The line containing "Segment winding road." marks where copying starts, so set down that line and each one after it exactly, through the end of the records.

[Free-text object descriptions]
────────────────────────────────────────

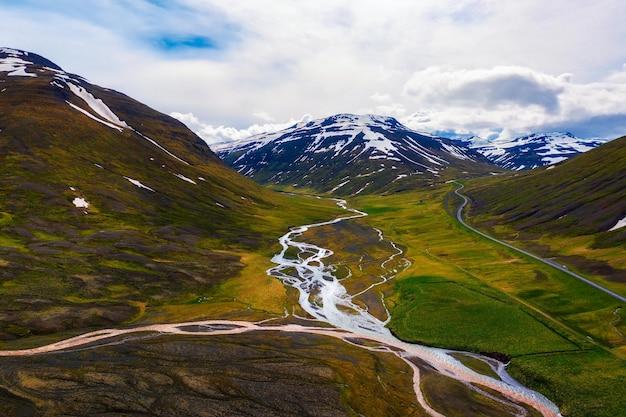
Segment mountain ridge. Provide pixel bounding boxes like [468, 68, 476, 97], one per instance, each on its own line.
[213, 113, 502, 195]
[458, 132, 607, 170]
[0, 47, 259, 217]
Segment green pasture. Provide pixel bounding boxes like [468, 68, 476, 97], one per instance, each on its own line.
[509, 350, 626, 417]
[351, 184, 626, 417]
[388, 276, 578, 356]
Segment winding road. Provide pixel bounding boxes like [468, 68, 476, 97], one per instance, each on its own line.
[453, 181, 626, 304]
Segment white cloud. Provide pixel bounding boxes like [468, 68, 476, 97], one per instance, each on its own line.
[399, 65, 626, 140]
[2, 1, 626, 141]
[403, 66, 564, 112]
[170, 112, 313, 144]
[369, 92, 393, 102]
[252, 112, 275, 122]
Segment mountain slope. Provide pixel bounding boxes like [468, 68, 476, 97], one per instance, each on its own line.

────────────────────────────────────────

# [Written answer]
Segment winding road. Provide pixel bounding boxes like [468, 68, 476, 97], one per instance, each on its own line.
[453, 181, 626, 304]
Segment white cloud. Provide pixel bounding boxes like [468, 68, 476, 97], one per instance, each on its own line.
[399, 65, 626, 140]
[2, 1, 626, 141]
[403, 66, 564, 112]
[170, 112, 313, 144]
[369, 92, 393, 102]
[252, 112, 275, 122]
Segment mountain slope. Provide pixel bounding boxes like [468, 68, 476, 97], one per instance, each on its own line.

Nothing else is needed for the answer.